====== TEXTE FOURNI ======

Si lorsque l’on fait ses premiers pas dans Marrakech on ne ressent pas le même frisson qu’à croiser une femme qui pourrait compter dans sa vie, autant repartir. Le velours soyeux de l’air, le ciel gravé de palmiers, les murs d’ocre séduisent à jamais : alors on y est prêt à tout.
D’abord privilège pour quelques initiés, la cité marocaine s’est depuis longtemps ouverte aux charters sans y perdre son âme. Aujourd’hui, elle bouillonne d’une masse confuse de people en mal d’orientalisme néo-colonial, de retraités en délocalisation, de spéculateurs immobiliers et de requins venus de partout.
Le gîte
Est-ce toujours un must d’y acheter un riad, vieille maison traditionnelle modeste conçue autour d’une cour patio dans une ruelle d’un quartier modeste ? Et est-ce bien raisonnable de faire une maison de riche dans un tel environnement ; vivre une autre civilisation, est-ce si facile ? L’idée originelle y fut surtout d’y créer une maison d’hôtes, forme d’illusion hôtelière et d’amateurisme. Des Marocains l’avaient déjà fait pour les routards. Il s’en est aménagé 650 en quelques années, et les abus n’ont pas manqué. Plus d’une centaine ont dû être fermées. Y séjourner quelques jours est dépaysant. Mais mieux vaut passer par une agence spécialisée. Internet a beaucoup triché sur l’image. Certaines sont de belles réussites de décoration, de confort et de prix (répertoriés dans Maisons d’hôtes et de charme au Maroc , chez Népenthés). Quant aux riads qui restent à vendre, ils sont devenus inabordables.

======

* _TRAVAIL DEMANDÉ_:
• a. Recopiez sans rien changer le passage du texte sur Marrakech qui commence par « Si lorsque l’on » et se poursuit jusqu'à « prêt à tout. ».
• b. Selon le texte sur Marrakech, pourquoi est-il préférable de passer par une agence spécialisée pour séjourner dans une maison d'hôtes ? Répondez en une à trois phrases.
• c. D'après le texte sur Marrakech, combien de maisons d'hôtes ont été aménagées en quelques années ?

====== DONNÉES FOURNIES ======

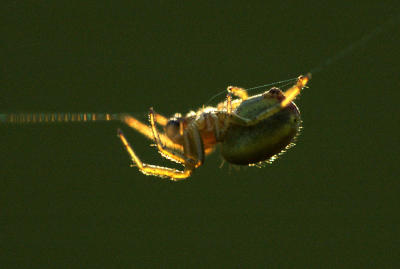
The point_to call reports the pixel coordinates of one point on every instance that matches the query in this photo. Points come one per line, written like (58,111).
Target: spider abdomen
(244,145)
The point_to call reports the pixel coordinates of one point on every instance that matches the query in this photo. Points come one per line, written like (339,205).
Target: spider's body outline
(250,130)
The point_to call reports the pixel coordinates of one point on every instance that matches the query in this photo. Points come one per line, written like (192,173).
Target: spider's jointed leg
(290,95)
(148,169)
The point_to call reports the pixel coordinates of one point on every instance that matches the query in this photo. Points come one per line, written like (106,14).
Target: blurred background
(68,197)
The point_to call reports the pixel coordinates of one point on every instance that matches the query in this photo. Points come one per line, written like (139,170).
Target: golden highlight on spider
(249,129)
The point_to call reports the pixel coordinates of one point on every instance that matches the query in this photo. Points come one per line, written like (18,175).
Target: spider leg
(147,131)
(193,146)
(174,156)
(239,92)
(290,95)
(148,169)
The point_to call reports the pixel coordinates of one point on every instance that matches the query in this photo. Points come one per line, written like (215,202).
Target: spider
(249,129)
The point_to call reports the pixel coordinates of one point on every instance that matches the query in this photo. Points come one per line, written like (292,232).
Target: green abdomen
(245,145)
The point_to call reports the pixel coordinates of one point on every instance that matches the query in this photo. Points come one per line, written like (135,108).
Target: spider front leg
(239,92)
(290,95)
(154,170)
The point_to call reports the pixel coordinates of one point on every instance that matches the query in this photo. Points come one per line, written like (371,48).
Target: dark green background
(69,198)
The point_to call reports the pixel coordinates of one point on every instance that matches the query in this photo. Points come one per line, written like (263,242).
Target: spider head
(174,129)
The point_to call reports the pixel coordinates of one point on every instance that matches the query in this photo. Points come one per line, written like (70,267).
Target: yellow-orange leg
(147,131)
(154,170)
(239,92)
(290,95)
(174,156)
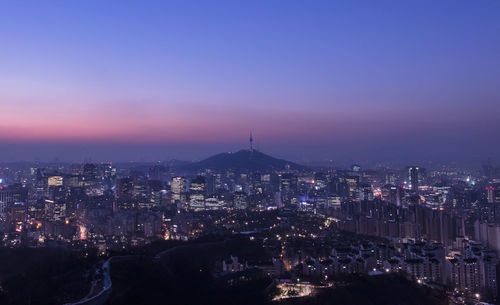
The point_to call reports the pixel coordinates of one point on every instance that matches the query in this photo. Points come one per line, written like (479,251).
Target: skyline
(316,81)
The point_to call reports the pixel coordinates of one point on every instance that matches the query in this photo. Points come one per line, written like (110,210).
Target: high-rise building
(415,175)
(125,187)
(197,191)
(178,190)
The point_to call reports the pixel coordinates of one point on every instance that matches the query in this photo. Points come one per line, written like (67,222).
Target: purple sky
(313,80)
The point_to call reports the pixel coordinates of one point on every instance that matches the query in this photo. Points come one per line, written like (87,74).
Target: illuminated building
(55,181)
(197,193)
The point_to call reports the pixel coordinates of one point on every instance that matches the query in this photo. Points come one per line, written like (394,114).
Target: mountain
(244,160)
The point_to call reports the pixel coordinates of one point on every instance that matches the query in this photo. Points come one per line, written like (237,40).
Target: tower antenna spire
(251,142)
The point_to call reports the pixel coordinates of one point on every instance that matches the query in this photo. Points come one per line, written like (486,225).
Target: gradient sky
(313,80)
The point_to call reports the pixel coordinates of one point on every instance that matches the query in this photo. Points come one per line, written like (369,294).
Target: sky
(347,81)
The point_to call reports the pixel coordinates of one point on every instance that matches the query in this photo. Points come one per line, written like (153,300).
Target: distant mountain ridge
(246,159)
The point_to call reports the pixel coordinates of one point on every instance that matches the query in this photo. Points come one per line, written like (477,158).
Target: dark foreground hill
(244,160)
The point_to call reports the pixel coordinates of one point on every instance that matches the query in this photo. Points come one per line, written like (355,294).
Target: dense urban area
(247,228)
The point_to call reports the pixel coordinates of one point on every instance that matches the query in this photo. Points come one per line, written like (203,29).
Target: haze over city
(314,81)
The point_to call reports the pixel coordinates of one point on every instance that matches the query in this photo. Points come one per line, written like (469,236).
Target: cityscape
(253,152)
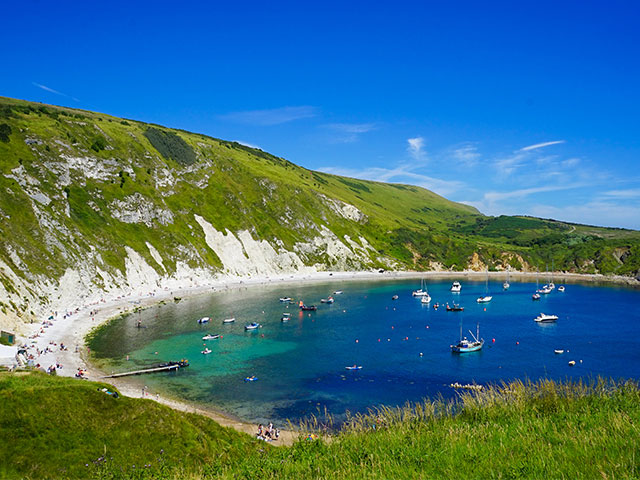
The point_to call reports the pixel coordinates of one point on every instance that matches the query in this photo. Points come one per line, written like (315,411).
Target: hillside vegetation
(67,428)
(102,205)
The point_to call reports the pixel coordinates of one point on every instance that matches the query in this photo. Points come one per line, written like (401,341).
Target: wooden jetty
(162,368)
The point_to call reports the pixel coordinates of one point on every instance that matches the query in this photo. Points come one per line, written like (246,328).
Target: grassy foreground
(63,428)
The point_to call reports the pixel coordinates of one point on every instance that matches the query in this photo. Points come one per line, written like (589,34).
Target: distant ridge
(94,205)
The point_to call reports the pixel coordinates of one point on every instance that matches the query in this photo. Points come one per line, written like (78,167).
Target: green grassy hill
(112,204)
(65,428)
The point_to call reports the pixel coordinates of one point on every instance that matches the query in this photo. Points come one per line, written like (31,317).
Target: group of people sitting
(267,433)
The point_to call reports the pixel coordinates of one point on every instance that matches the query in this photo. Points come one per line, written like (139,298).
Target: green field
(66,173)
(65,428)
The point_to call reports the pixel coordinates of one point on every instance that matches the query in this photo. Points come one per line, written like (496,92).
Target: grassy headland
(64,428)
(80,188)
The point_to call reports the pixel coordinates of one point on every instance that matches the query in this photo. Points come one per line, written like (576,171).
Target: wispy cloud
(541,145)
(349,132)
(467,155)
(622,194)
(416,147)
(274,116)
(51,90)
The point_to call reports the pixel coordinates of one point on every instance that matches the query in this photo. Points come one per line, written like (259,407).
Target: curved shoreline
(72,329)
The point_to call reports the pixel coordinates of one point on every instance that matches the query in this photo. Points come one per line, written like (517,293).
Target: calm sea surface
(402,346)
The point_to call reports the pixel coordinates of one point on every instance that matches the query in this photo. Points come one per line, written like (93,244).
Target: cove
(402,345)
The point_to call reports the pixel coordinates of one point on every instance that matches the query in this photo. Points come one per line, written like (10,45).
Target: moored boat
(466,346)
(544,318)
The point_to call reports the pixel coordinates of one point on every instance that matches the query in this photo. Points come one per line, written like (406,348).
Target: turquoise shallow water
(300,365)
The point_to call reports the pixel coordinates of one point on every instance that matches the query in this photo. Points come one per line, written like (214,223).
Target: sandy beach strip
(70,328)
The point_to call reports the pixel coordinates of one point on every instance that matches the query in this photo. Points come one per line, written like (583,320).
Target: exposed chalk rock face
(138,271)
(156,256)
(138,209)
(243,255)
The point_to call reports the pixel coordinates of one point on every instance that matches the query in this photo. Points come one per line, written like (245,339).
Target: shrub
(171,146)
(99,143)
(5,131)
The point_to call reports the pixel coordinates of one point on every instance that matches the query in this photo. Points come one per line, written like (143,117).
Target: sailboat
(422,292)
(465,346)
(506,284)
(486,298)
(536,294)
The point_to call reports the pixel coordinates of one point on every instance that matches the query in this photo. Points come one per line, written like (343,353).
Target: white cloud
(467,155)
(51,90)
(399,174)
(274,116)
(628,193)
(541,145)
(348,132)
(416,147)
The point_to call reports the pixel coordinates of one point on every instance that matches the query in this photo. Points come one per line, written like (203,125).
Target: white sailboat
(486,298)
(422,291)
(506,284)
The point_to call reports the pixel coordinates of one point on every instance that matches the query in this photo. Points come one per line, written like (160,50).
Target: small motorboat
(455,308)
(544,318)
(546,289)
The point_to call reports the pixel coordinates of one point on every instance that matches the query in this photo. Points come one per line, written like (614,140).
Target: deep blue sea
(402,346)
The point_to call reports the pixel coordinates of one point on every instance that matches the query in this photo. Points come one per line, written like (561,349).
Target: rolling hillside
(102,205)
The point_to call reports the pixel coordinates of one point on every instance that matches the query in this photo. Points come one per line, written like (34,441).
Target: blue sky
(513,107)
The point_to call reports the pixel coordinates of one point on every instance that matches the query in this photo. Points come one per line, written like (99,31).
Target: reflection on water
(402,345)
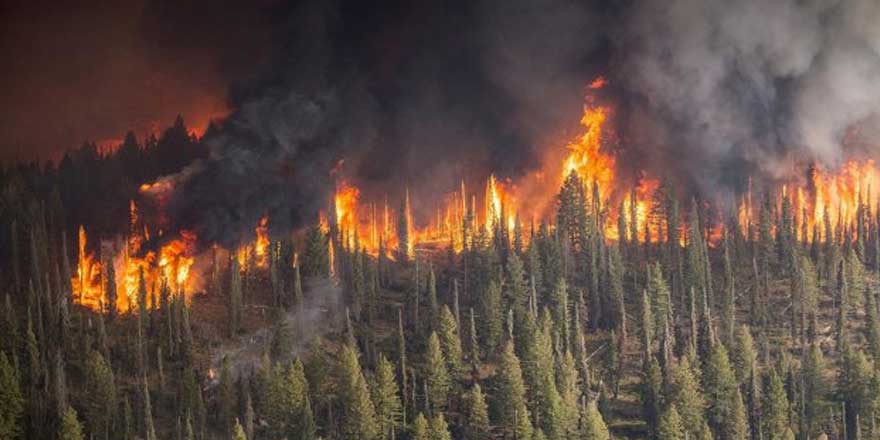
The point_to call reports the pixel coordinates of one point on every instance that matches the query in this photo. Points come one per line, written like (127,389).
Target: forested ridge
(767,330)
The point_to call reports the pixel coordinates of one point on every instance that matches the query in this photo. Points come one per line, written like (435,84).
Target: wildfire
(261,246)
(169,267)
(586,158)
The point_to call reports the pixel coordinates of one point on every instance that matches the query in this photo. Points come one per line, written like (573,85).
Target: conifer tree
(100,397)
(12,402)
(775,407)
(358,413)
(854,386)
(386,398)
(238,432)
(235,293)
(517,285)
(421,430)
(738,426)
(439,428)
(670,426)
(744,355)
(315,259)
(70,428)
(403,226)
(477,424)
(719,383)
(226,398)
(450,342)
(436,374)
(685,394)
(514,416)
(149,428)
(570,393)
(815,388)
(474,344)
(490,314)
(111,289)
(593,427)
(652,391)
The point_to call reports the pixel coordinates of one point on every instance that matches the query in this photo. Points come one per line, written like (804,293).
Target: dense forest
(770,331)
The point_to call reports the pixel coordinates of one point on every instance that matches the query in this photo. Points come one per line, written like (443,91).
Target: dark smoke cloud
(425,94)
(748,87)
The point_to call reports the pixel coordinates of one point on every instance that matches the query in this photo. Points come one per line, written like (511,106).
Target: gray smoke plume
(709,92)
(750,86)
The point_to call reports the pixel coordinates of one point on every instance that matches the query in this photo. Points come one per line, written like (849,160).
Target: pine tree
(815,388)
(315,259)
(477,425)
(439,428)
(686,395)
(12,403)
(854,385)
(517,285)
(101,396)
(670,426)
(719,383)
(490,313)
(450,342)
(110,289)
(421,430)
(238,432)
(149,428)
(474,344)
(593,427)
(403,238)
(234,297)
(70,428)
(386,398)
(652,391)
(737,427)
(775,407)
(358,412)
(744,355)
(514,417)
(436,374)
(226,398)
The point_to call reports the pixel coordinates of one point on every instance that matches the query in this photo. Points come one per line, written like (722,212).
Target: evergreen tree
(670,426)
(149,428)
(652,391)
(686,396)
(235,293)
(477,424)
(815,388)
(490,314)
(593,427)
(450,342)
(358,413)
(100,405)
(436,374)
(70,428)
(719,383)
(386,398)
(226,399)
(421,430)
(744,355)
(514,416)
(12,403)
(238,432)
(737,427)
(316,260)
(775,407)
(439,428)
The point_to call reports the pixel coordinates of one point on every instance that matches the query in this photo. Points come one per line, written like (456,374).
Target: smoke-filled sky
(710,91)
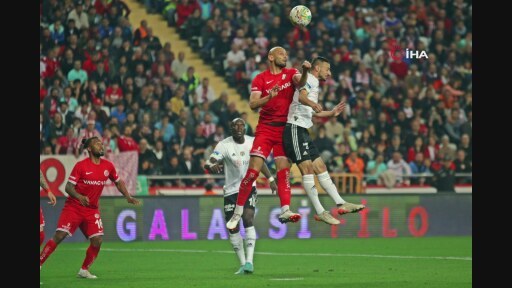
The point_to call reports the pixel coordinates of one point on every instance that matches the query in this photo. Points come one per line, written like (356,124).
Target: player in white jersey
(232,156)
(302,151)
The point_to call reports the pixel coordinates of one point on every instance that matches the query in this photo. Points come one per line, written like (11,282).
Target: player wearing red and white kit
(53,200)
(84,187)
(272,91)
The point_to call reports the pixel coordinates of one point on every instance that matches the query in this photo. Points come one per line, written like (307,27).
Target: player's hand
(133,201)
(338,108)
(84,200)
(273,186)
(317,107)
(273,91)
(53,199)
(215,168)
(306,65)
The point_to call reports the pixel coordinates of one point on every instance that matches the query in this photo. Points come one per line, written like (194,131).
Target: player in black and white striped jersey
(232,155)
(300,148)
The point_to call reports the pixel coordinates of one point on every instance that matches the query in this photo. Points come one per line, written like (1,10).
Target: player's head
(322,68)
(94,146)
(278,56)
(237,128)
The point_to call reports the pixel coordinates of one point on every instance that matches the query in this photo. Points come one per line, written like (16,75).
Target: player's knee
(306,167)
(96,241)
(59,236)
(319,166)
(248,222)
(235,230)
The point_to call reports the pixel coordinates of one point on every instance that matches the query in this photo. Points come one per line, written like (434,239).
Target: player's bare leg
(255,164)
(90,256)
(308,182)
(250,239)
(284,190)
(326,182)
(51,245)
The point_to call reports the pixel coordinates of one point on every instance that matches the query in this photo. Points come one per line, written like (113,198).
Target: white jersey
(300,114)
(236,161)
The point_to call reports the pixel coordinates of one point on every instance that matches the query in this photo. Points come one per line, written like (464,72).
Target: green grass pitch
(373,262)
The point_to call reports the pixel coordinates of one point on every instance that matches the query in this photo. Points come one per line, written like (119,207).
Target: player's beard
(280,65)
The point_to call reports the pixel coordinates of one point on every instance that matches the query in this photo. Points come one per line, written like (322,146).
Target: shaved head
(278,56)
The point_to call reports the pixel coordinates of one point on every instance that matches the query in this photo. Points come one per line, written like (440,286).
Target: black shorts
(230,203)
(298,146)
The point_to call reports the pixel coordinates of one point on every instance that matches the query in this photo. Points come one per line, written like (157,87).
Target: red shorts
(268,138)
(41,219)
(73,216)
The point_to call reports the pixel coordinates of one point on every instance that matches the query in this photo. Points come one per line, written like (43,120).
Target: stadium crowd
(102,75)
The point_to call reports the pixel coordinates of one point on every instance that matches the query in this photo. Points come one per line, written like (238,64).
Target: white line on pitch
(284,254)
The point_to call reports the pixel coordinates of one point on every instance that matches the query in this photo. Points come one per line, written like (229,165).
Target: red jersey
(89,180)
(276,110)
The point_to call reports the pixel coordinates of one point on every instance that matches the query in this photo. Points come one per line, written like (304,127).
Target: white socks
(326,182)
(308,181)
(239,209)
(250,240)
(238,245)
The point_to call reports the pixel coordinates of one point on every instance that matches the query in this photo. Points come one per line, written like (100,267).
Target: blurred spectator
(374,169)
(125,141)
(463,165)
(205,91)
(444,178)
(355,164)
(465,144)
(447,148)
(66,144)
(418,166)
(399,168)
(88,132)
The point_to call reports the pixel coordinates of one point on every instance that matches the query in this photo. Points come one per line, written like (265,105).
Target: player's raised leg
(90,255)
(326,182)
(250,232)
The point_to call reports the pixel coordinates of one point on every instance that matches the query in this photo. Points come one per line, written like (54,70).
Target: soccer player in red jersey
(272,91)
(53,200)
(81,210)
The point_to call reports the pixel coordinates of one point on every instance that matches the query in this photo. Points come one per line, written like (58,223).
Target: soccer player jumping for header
(300,148)
(81,209)
(232,155)
(272,91)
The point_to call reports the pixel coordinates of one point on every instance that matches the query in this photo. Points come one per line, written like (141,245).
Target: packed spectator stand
(102,75)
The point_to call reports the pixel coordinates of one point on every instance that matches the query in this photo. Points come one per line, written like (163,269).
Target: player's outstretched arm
(266,172)
(304,100)
(70,189)
(255,100)
(301,81)
(121,186)
(44,184)
(213,166)
(334,112)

======

* _EXERCICES CORRIGÉS_:
• a.
Si lorsque l’on fait ses premiers pas dans Marrakech on ne ressent pas le même frisson qu’à croiser une femme qui pourrait compter dans sa vie, autant repartir. Le velours soyeux de l’air, le ciel gravé de palmiers, les murs d’ocre séduisent à jamais : alors on y est prêt à tout.

• b. Il est préférable de passer par une agence spécialisée parce qu'Internet a beaucoup triché sur l'image de ces maisons d'hôtes.

• c. 650 maisons d'hôtes ont été aménagées en quelques années.